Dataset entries
[BEGIN]

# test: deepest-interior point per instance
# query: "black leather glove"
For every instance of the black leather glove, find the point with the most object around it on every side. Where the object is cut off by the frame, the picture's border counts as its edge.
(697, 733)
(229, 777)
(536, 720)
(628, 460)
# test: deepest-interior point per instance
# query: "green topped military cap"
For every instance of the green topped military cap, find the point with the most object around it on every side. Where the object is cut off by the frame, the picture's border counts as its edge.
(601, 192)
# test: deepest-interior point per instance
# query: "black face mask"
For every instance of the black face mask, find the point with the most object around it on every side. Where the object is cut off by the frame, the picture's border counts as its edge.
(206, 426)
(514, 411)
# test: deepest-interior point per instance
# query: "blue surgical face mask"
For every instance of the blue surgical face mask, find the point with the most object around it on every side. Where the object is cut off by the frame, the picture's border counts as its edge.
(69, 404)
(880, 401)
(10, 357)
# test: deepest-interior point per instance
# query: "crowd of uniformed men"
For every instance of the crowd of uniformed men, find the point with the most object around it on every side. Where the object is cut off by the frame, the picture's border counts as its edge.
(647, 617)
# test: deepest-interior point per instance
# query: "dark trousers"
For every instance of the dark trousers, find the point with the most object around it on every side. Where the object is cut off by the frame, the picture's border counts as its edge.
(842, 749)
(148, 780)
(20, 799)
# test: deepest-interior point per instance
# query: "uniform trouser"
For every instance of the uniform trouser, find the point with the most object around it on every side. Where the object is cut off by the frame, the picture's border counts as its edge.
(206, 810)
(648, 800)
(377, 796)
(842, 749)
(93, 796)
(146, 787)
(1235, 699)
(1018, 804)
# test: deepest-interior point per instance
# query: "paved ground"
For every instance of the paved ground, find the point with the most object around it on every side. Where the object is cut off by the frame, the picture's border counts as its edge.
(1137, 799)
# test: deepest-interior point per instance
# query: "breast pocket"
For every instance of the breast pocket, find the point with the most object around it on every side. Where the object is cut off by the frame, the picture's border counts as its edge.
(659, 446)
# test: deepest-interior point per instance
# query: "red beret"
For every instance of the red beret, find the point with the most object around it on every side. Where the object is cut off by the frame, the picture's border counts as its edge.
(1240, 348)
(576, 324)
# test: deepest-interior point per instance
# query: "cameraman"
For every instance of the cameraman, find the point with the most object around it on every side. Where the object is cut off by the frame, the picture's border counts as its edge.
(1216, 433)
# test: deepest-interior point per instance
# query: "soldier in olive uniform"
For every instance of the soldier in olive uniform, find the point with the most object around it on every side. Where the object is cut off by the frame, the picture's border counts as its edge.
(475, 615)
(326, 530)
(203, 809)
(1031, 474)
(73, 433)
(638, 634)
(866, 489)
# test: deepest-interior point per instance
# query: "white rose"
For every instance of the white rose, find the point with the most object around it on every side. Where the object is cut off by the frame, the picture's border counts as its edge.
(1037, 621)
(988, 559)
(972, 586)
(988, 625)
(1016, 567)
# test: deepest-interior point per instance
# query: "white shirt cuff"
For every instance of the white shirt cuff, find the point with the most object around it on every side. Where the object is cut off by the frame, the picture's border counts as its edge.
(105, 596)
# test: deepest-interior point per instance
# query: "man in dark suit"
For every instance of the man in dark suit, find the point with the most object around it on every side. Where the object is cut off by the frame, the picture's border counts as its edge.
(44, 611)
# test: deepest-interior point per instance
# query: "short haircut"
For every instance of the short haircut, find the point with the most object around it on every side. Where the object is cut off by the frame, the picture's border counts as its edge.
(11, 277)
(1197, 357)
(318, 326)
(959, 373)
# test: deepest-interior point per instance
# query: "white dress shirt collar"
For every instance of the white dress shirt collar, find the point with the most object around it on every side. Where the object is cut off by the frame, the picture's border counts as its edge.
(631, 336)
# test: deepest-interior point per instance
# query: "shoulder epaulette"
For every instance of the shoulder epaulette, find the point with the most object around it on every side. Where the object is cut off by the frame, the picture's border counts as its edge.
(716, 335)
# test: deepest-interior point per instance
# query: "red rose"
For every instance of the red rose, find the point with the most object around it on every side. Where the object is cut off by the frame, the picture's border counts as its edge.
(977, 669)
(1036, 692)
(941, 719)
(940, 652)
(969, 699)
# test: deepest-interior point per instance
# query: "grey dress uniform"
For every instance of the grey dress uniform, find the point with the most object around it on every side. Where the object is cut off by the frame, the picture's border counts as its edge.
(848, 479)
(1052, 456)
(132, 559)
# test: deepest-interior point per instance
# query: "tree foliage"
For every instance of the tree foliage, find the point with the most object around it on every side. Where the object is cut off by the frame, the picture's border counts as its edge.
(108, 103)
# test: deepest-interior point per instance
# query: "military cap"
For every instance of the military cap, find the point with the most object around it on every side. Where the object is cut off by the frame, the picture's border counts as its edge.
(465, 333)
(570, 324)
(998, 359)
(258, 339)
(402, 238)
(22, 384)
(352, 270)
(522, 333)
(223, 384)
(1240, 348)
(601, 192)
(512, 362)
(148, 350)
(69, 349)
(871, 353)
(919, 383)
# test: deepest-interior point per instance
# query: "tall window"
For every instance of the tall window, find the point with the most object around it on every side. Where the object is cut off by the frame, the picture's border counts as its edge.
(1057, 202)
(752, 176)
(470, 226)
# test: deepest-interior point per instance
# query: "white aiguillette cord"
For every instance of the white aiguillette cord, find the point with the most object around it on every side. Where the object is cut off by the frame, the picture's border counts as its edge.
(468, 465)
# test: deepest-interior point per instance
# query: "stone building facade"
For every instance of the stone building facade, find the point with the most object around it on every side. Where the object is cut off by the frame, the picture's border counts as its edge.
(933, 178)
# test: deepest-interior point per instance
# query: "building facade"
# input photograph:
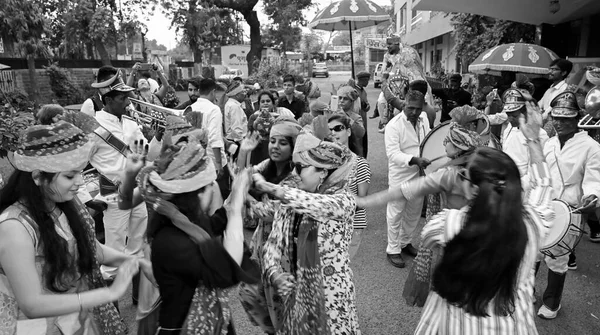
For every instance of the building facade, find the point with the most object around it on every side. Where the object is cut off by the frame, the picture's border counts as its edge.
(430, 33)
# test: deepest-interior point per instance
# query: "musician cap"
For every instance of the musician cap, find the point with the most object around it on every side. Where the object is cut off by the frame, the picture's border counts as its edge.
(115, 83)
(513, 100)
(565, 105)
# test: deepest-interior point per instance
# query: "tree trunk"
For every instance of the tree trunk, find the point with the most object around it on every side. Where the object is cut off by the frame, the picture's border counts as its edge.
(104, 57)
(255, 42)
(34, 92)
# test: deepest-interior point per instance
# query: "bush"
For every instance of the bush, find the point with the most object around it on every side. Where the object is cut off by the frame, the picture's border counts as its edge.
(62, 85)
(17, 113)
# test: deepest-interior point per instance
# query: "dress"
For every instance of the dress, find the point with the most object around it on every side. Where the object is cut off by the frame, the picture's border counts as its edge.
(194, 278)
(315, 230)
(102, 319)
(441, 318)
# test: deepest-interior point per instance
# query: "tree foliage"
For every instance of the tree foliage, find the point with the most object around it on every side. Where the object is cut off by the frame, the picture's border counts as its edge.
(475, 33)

[END]
[BEGIN]

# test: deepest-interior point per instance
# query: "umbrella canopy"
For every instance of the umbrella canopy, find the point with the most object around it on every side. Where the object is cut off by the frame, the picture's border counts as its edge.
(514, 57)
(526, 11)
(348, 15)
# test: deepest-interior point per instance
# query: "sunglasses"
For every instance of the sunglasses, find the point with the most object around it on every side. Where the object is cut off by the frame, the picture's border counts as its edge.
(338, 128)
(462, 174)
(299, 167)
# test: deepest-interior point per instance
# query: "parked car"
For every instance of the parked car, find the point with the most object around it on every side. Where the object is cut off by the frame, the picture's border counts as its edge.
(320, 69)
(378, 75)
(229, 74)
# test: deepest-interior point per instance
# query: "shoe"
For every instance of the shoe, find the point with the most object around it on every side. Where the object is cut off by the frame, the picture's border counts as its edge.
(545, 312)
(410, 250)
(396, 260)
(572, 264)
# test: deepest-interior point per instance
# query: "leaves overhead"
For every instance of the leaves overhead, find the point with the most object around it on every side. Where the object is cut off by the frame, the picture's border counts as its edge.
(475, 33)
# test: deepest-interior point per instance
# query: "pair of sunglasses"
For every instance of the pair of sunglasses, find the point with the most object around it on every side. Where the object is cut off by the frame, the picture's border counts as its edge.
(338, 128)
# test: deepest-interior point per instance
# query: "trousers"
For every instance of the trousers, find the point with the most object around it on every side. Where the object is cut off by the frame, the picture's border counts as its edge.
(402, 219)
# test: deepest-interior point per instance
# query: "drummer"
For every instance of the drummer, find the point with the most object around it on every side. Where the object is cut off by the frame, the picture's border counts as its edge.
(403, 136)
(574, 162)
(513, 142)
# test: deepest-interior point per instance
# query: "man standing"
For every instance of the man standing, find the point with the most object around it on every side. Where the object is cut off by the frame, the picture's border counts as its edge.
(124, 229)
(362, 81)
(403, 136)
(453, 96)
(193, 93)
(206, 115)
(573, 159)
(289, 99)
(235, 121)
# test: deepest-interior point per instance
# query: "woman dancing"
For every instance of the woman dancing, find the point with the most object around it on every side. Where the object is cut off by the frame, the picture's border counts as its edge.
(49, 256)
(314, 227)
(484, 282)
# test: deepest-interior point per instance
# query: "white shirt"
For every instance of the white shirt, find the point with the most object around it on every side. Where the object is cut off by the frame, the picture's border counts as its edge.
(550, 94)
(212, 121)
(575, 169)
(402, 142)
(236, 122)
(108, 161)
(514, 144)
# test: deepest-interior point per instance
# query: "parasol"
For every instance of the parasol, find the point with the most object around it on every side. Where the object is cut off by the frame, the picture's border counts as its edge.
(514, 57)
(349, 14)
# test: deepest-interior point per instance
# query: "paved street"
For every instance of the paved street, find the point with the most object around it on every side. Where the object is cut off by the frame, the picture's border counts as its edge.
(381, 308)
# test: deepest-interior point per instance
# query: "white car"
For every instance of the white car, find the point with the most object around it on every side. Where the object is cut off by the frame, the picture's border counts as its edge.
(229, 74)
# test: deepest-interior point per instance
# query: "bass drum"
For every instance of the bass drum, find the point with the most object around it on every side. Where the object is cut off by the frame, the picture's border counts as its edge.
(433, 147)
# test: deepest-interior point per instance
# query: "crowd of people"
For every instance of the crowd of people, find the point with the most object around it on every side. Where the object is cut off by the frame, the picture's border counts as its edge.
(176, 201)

[END]

» **Written instruction**: Extract every line of the material above that contains the string "surgical", matching case exactly.

» **Response to this exercise**:
# query: "blue surgical face mask"
For every instance of the blue surgical face mask, find the point with the most object around it on every side. Where the object is cut off by the frame, the picture's border counts as its edge.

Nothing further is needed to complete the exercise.